Task goal: The output is the lines below from the one with "TARGET = tree trunk" through the one with "TARGET = man's arm", both included, printed exactly and with no other line.

---------- Source data

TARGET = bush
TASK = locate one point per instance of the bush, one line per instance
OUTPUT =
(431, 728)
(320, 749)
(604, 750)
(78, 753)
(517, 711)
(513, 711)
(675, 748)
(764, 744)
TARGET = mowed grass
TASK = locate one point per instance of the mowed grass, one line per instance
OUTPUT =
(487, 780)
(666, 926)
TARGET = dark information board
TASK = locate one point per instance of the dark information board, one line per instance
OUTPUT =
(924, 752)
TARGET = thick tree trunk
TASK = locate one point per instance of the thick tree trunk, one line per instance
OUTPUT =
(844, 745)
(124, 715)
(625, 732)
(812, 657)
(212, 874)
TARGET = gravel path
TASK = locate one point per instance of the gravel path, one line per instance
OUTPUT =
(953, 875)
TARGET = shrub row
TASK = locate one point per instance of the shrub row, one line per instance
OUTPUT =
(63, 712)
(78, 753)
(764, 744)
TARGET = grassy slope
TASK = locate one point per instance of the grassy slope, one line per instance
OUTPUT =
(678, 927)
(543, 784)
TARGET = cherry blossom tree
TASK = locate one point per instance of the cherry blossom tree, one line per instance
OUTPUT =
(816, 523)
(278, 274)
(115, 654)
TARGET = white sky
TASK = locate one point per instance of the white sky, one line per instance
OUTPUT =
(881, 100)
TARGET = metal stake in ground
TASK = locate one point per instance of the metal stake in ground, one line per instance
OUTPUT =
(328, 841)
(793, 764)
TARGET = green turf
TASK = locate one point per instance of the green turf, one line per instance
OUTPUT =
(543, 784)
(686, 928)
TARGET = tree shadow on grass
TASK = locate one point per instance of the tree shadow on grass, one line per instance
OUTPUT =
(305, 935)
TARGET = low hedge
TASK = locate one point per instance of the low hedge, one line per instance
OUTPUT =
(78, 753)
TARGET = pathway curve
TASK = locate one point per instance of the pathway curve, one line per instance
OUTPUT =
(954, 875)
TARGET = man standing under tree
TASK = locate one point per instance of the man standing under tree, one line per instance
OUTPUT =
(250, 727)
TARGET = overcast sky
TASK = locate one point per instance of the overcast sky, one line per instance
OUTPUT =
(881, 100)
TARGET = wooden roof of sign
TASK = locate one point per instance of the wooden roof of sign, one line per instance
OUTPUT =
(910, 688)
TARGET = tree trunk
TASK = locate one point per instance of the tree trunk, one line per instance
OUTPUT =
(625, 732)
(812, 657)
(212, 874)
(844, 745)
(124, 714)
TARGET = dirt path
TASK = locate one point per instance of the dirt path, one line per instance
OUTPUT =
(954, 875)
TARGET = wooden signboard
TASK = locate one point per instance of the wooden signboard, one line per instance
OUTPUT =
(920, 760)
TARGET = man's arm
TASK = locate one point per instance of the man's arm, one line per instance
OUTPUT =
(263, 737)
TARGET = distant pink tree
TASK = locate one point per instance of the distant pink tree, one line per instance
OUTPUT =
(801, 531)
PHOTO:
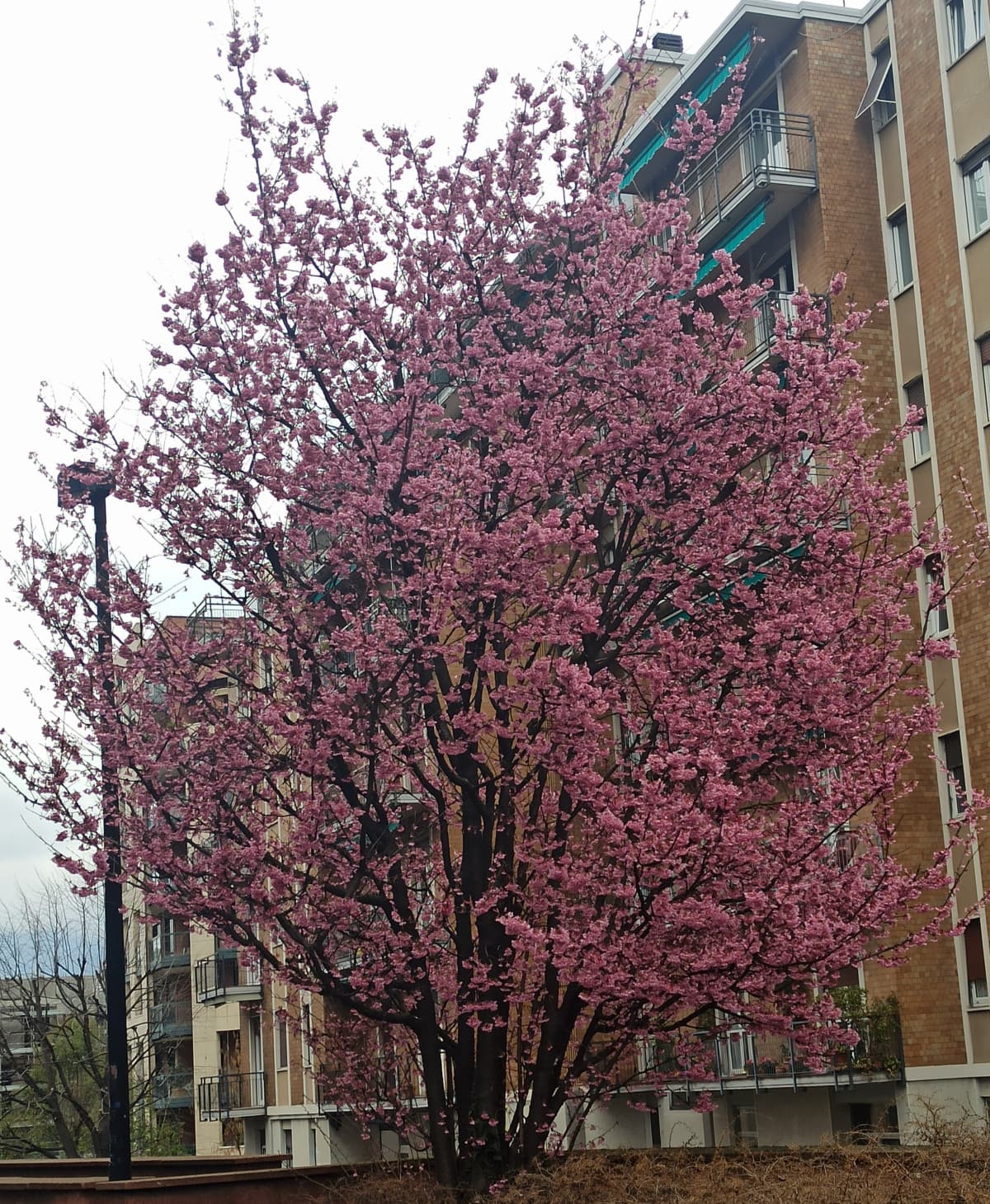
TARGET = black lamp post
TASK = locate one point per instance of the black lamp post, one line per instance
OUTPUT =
(78, 483)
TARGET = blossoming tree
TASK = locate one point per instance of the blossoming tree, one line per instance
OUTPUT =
(560, 643)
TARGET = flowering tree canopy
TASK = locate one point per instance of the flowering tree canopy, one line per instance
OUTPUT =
(557, 646)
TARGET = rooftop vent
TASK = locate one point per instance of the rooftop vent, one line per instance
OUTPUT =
(673, 42)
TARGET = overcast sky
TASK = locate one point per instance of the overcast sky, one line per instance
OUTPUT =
(115, 144)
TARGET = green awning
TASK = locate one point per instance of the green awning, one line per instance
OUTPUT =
(735, 238)
(704, 94)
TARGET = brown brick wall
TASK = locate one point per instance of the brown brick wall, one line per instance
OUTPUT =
(841, 230)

--------------------

Result for this task:
TARGET = tree trunk
TASK = locate one point per instance of the tree trunk, one line per instance
OUTPUT =
(625, 732)
(812, 657)
(212, 874)
(844, 745)
(124, 714)
TARGET = dirt path
TASK = locate one point per instance of the dirt path, one line per instance
OUTPUT =
(954, 875)
TARGET = wooden signboard
TASK = locate one point per instance of the wooden signboard, one line per instance
OUTPUT =
(920, 760)
TARGET = man's arm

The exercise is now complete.